Task statement
Reproduce the records below line for line, with no changes.

Data listing:
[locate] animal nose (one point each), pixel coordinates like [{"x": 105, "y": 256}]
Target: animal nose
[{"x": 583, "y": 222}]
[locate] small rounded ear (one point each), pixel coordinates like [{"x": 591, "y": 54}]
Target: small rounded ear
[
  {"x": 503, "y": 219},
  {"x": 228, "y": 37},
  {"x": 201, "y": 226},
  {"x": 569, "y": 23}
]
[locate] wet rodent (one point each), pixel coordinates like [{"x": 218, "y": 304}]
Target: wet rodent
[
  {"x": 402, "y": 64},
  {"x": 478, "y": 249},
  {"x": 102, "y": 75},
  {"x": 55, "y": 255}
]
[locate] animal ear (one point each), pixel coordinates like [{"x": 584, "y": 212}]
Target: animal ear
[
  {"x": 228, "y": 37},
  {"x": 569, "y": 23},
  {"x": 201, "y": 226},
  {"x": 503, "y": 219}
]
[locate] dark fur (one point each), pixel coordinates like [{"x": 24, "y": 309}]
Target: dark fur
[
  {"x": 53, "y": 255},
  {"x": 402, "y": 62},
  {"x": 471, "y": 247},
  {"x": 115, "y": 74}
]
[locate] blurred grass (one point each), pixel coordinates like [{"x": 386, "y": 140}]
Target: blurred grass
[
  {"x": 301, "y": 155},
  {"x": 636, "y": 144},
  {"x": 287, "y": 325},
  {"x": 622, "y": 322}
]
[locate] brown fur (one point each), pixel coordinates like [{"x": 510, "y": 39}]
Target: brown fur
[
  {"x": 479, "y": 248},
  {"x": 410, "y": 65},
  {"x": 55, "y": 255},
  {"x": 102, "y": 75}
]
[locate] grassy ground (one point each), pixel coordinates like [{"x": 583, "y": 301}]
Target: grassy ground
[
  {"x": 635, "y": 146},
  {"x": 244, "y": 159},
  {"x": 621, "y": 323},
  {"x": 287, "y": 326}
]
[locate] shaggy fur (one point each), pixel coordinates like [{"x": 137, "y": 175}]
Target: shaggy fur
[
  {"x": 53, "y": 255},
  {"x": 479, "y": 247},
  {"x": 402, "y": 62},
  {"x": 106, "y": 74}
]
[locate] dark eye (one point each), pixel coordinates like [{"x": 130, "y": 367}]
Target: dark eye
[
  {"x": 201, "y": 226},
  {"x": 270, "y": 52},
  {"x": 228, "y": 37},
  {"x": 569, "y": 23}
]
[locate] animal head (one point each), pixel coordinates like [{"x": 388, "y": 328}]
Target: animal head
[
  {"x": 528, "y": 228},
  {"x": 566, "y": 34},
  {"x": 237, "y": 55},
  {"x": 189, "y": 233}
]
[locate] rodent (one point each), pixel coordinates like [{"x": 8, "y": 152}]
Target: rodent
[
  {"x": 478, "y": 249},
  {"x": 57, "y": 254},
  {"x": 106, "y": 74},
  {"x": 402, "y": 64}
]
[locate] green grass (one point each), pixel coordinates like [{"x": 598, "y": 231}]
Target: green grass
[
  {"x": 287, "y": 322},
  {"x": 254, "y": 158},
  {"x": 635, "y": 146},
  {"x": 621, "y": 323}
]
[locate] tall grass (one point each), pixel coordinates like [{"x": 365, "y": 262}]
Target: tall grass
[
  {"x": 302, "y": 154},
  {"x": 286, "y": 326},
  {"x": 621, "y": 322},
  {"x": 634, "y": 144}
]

Solution
[locate] animal nose (one point each), pixel coordinates like [{"x": 105, "y": 256}]
Target: animal nose
[{"x": 583, "y": 222}]
[locate] small rounded ear (one point each), pixel coordinates like [{"x": 591, "y": 54}]
Target: small rounded ear
[
  {"x": 503, "y": 219},
  {"x": 228, "y": 37},
  {"x": 201, "y": 226},
  {"x": 569, "y": 23}
]
[locate] wet rodent (one point each), pixel coordinates like [{"x": 218, "y": 304}]
Target: wet rodent
[
  {"x": 402, "y": 64},
  {"x": 478, "y": 249},
  {"x": 102, "y": 75},
  {"x": 55, "y": 255}
]
[locate] animal ear (one point each), pixel coordinates like [{"x": 584, "y": 212}]
Target: animal ear
[
  {"x": 228, "y": 37},
  {"x": 569, "y": 23},
  {"x": 201, "y": 226},
  {"x": 503, "y": 219}
]
[locate] dark fur (one point each), pixel coordinates like [{"x": 24, "y": 309}]
Target: dark fur
[
  {"x": 53, "y": 255},
  {"x": 402, "y": 62},
  {"x": 471, "y": 247},
  {"x": 115, "y": 74}
]
[locate] blurred grass (one point each), pixel coordinates like [{"x": 386, "y": 140}]
Target: blurred grass
[
  {"x": 301, "y": 155},
  {"x": 636, "y": 144},
  {"x": 287, "y": 325},
  {"x": 622, "y": 322}
]
[locate] brown fur (one point each), pixel coordinates like [{"x": 510, "y": 39}]
Target: brown fur
[
  {"x": 479, "y": 248},
  {"x": 410, "y": 65},
  {"x": 55, "y": 255},
  {"x": 102, "y": 75}
]
[locate] grassy ground (one point each), pixel coordinates like [{"x": 583, "y": 301}]
Target: grassy ground
[
  {"x": 635, "y": 146},
  {"x": 244, "y": 159},
  {"x": 621, "y": 323},
  {"x": 287, "y": 326}
]
[locate] shaggy fur (one point each), pixel coordinates like [{"x": 137, "y": 175}]
Target: shaggy fur
[
  {"x": 53, "y": 255},
  {"x": 479, "y": 247},
  {"x": 402, "y": 62},
  {"x": 106, "y": 74}
]
[locate] dark eye (one point each), pixel coordinates like [{"x": 130, "y": 367}]
Target: dark eye
[
  {"x": 201, "y": 226},
  {"x": 270, "y": 52},
  {"x": 228, "y": 37},
  {"x": 569, "y": 23}
]
[locate] animal head (one point each), pixel coordinates like [{"x": 388, "y": 328}]
Target: animal head
[
  {"x": 528, "y": 228},
  {"x": 566, "y": 34},
  {"x": 237, "y": 55},
  {"x": 189, "y": 233}
]
[locate] rodent (one point each), pixel coordinates like [{"x": 8, "y": 152}]
Target: rodent
[
  {"x": 478, "y": 249},
  {"x": 57, "y": 254},
  {"x": 106, "y": 74},
  {"x": 402, "y": 64}
]
[locate] green grass (one point each), pixel coordinates like [{"x": 598, "y": 231}]
Target: green grass
[
  {"x": 287, "y": 322},
  {"x": 254, "y": 158},
  {"x": 635, "y": 146},
  {"x": 621, "y": 323}
]
[locate] tall grass (one point each), pixel coordinates like [{"x": 365, "y": 262}]
Target: tall grass
[
  {"x": 302, "y": 154},
  {"x": 286, "y": 326},
  {"x": 621, "y": 322},
  {"x": 634, "y": 144}
]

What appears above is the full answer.